**GOAL OF THE EXERCISE**. Output the data once more, exactly as given.
──────────
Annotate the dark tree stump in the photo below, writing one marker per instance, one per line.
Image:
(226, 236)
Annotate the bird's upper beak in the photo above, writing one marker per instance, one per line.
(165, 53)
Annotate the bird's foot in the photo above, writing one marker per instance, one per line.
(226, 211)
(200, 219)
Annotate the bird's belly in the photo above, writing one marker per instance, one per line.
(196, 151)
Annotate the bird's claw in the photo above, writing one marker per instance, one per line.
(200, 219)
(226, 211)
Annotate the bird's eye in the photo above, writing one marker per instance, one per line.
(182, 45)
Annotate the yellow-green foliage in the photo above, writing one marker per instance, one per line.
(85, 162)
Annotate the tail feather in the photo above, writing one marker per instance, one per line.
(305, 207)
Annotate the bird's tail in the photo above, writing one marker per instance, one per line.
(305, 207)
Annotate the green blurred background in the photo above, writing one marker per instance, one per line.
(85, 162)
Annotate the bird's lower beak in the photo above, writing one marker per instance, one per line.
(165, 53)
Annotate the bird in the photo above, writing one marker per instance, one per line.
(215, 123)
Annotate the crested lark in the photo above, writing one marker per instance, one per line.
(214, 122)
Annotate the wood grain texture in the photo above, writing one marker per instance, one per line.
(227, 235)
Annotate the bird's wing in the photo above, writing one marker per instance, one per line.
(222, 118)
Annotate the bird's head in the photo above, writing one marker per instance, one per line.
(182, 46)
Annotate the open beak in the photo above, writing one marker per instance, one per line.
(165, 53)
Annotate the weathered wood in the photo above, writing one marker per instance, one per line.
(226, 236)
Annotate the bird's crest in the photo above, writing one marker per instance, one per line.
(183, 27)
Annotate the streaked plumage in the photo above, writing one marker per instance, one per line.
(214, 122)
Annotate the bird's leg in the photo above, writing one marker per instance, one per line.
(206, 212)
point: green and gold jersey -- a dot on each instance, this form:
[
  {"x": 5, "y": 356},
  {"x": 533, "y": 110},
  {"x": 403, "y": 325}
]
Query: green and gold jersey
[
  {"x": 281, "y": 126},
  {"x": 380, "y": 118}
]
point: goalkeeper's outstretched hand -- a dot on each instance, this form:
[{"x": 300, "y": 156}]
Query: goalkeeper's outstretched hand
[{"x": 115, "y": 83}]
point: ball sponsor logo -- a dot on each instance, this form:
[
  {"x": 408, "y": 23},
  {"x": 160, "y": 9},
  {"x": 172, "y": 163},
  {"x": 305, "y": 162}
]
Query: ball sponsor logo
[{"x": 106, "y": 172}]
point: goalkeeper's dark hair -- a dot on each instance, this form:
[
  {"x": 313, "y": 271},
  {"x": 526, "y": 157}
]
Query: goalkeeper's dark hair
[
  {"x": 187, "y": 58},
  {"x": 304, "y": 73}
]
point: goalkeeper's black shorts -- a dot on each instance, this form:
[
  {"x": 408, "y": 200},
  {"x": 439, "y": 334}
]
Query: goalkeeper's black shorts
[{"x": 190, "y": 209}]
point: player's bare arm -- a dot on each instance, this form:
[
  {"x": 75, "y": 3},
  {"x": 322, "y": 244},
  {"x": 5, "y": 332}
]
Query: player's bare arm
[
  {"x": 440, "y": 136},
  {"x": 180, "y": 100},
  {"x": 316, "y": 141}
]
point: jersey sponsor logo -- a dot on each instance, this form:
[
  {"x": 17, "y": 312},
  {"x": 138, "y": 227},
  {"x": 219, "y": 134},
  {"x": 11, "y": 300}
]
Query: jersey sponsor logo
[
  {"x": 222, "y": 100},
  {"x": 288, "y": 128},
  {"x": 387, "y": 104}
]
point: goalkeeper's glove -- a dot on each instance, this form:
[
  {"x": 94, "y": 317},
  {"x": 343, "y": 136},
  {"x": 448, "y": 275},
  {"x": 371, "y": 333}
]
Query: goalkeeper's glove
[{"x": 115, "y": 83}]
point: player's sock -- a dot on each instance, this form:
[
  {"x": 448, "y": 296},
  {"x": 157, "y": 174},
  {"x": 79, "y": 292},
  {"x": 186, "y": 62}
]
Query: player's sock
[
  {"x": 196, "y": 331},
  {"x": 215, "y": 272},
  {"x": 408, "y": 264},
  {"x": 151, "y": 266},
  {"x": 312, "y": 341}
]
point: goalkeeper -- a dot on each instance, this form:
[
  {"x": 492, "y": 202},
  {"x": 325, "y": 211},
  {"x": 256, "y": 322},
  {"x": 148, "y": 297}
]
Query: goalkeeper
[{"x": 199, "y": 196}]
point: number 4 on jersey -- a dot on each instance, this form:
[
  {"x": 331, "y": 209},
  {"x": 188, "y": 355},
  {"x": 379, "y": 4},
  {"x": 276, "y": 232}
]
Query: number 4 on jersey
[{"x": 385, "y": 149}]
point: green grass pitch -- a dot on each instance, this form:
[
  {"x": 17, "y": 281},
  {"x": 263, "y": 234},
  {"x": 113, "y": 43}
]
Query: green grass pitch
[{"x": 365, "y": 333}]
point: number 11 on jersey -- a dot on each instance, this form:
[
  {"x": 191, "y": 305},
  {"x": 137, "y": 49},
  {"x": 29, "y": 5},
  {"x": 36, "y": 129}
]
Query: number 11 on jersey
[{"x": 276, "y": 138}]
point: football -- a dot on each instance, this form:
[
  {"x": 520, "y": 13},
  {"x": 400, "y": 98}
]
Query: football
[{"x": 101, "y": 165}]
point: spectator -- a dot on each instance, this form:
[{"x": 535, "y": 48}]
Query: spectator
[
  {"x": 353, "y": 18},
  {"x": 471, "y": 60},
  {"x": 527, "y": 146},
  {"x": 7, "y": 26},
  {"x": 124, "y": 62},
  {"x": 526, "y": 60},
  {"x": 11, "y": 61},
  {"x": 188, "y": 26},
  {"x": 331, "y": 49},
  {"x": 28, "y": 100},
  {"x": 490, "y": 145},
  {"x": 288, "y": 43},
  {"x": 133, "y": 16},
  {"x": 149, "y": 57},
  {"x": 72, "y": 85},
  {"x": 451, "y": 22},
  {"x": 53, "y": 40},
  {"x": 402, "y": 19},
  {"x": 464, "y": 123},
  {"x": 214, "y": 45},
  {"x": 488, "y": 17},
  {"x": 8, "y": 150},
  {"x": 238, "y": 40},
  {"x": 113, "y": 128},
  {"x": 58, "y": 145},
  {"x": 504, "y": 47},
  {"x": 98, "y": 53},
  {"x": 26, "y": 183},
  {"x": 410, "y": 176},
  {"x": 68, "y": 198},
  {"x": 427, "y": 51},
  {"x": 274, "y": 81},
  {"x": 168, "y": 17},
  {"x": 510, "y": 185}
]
──────────
**REPLY TO THE EXERCISE**.
Annotate the dark tree stump in the photo below, writing one marker per instance, one per line.
Image:
(226, 236)
Annotate the bird's upper beak in the photo above, writing one marker per instance, one per line.
(165, 53)
Annotate the bird's foot in the photo above, writing one marker per instance, one per line.
(226, 211)
(200, 219)
Annotate the bird's belly in the photo above, writing one marker per instance, one per line.
(196, 151)
Annotate the bird's claw in the photo above, writing one marker per instance, one per line.
(200, 219)
(226, 211)
Annotate the bird's eye in the photo above, writing one marker per instance, one per line.
(182, 45)
Annotate the yellow-green foliage in the photo above, writing one marker per instance, one per line.
(85, 162)
Annotate the tail feather in the photo above, writing one marker per instance, one per line.
(305, 207)
Annotate the bird's tail in the photo above, writing one marker per instance, one per line.
(305, 207)
Annotate the green blurred background in the photo above, writing one marker per instance, one per line.
(85, 162)
Annotate the bird's lower beak in the photo above, writing one marker per instance, one per line.
(165, 53)
Annotate the bird in the photo above, writing one marker per instance, one per line.
(215, 123)
Annotate the crested lark in the photo above, writing one marker per instance, one per line.
(214, 122)
Annotate the wood grain texture in the photo above, writing one marker per instance, one per line.
(227, 235)
Annotate the bird's wing in the photo above, writing one marker per instance, one per line.
(222, 118)
Annotate the bird's head in the photo above, writing one marker per instance, one per line.
(182, 46)
Annotate the open beak in the photo above, writing one marker per instance, one per line.
(165, 53)
Annotate the weathered wood in the photo above, writing one marker per instance, one per line.
(226, 236)
Annotate the bird's crest in the photo above, writing one marker per instance, one per line.
(183, 27)
Annotate the streaked plumage in the photo above, writing one marker per instance, one per line.
(214, 122)
Annotate the bird's leg in the photo above, writing one marker per instance, one per line.
(206, 212)
point: green and gold jersey -- a dot on each instance, this form:
[
  {"x": 5, "y": 356},
  {"x": 533, "y": 110},
  {"x": 403, "y": 325}
]
Query: green and gold jersey
[
  {"x": 281, "y": 126},
  {"x": 380, "y": 118}
]
point: goalkeeper's outstretched hand -- a dot on each instance, this form:
[{"x": 300, "y": 156}]
Query: goalkeeper's outstretched hand
[{"x": 115, "y": 83}]
point: ball sponsor logo -- a dot on each instance, this form:
[
  {"x": 408, "y": 23},
  {"x": 160, "y": 9},
  {"x": 172, "y": 163},
  {"x": 305, "y": 162}
]
Query: ball sponsor logo
[{"x": 106, "y": 172}]
point: goalkeeper's dark hair -- a dot on each instance, this form:
[
  {"x": 313, "y": 271},
  {"x": 526, "y": 157}
]
Query: goalkeeper's dark hair
[
  {"x": 187, "y": 58},
  {"x": 304, "y": 73}
]
point: goalkeeper's black shorts -- a dot on each instance, this form:
[
  {"x": 408, "y": 200},
  {"x": 439, "y": 334}
]
Query: goalkeeper's black shorts
[{"x": 190, "y": 209}]
point: player's bare arm -- a dot on each instance, this form:
[
  {"x": 75, "y": 3},
  {"x": 322, "y": 244},
  {"x": 5, "y": 332}
]
Query: player's bare arm
[
  {"x": 440, "y": 136},
  {"x": 180, "y": 100},
  {"x": 316, "y": 141}
]
point: jersey sponsor logo -- a dot on each instance, this form:
[
  {"x": 17, "y": 312},
  {"x": 138, "y": 227},
  {"x": 219, "y": 134},
  {"x": 11, "y": 300}
]
Query: jersey sponsor logo
[
  {"x": 222, "y": 100},
  {"x": 288, "y": 128},
  {"x": 387, "y": 104}
]
point: goalkeeper's glove -- a dot on each instance, this form:
[
  {"x": 94, "y": 317},
  {"x": 343, "y": 136},
  {"x": 448, "y": 275},
  {"x": 371, "y": 333}
]
Query: goalkeeper's glove
[{"x": 115, "y": 83}]
point: player's sock -- a dot on each instance, this form:
[
  {"x": 448, "y": 296},
  {"x": 157, "y": 174},
  {"x": 79, "y": 292},
  {"x": 186, "y": 62}
]
Query: player's sock
[
  {"x": 196, "y": 331},
  {"x": 215, "y": 272},
  {"x": 408, "y": 264},
  {"x": 151, "y": 266},
  {"x": 312, "y": 341}
]
point: goalkeeper -- a dot on each instance, this form:
[
  {"x": 492, "y": 202},
  {"x": 325, "y": 211},
  {"x": 256, "y": 322},
  {"x": 148, "y": 297}
]
Query: goalkeeper
[{"x": 199, "y": 196}]
point: number 4 on jersey -- a dot on each instance, this form:
[
  {"x": 331, "y": 209},
  {"x": 188, "y": 355},
  {"x": 379, "y": 4},
  {"x": 276, "y": 232}
]
Query: number 4 on jersey
[{"x": 385, "y": 149}]
point: green grass pitch -- a dot on each instance, this form:
[
  {"x": 17, "y": 281},
  {"x": 263, "y": 234},
  {"x": 113, "y": 43}
]
Query: green grass pitch
[{"x": 365, "y": 333}]
point: number 11 on jersey -- a dot on each instance, this form:
[
  {"x": 191, "y": 305},
  {"x": 137, "y": 49},
  {"x": 29, "y": 5},
  {"x": 36, "y": 129}
]
Query: number 11 on jersey
[{"x": 276, "y": 138}]
point: football -- a dot on each instance, this form:
[
  {"x": 520, "y": 13},
  {"x": 400, "y": 98}
]
Query: football
[{"x": 101, "y": 165}]
point: spectator -- a dot on each instance, this form:
[{"x": 535, "y": 48}]
Query: spectator
[
  {"x": 353, "y": 18},
  {"x": 471, "y": 60},
  {"x": 527, "y": 146},
  {"x": 7, "y": 26},
  {"x": 124, "y": 62},
  {"x": 526, "y": 60},
  {"x": 11, "y": 61},
  {"x": 188, "y": 26},
  {"x": 331, "y": 49},
  {"x": 28, "y": 100},
  {"x": 490, "y": 145},
  {"x": 288, "y": 43},
  {"x": 133, "y": 16},
  {"x": 149, "y": 57},
  {"x": 72, "y": 85},
  {"x": 451, "y": 22},
  {"x": 53, "y": 40},
  {"x": 402, "y": 19},
  {"x": 464, "y": 123},
  {"x": 214, "y": 45},
  {"x": 488, "y": 17},
  {"x": 8, "y": 150},
  {"x": 238, "y": 40},
  {"x": 113, "y": 128},
  {"x": 58, "y": 145},
  {"x": 504, "y": 47},
  {"x": 98, "y": 53},
  {"x": 26, "y": 183},
  {"x": 410, "y": 176},
  {"x": 68, "y": 198},
  {"x": 427, "y": 51},
  {"x": 274, "y": 81},
  {"x": 168, "y": 17},
  {"x": 510, "y": 185}
]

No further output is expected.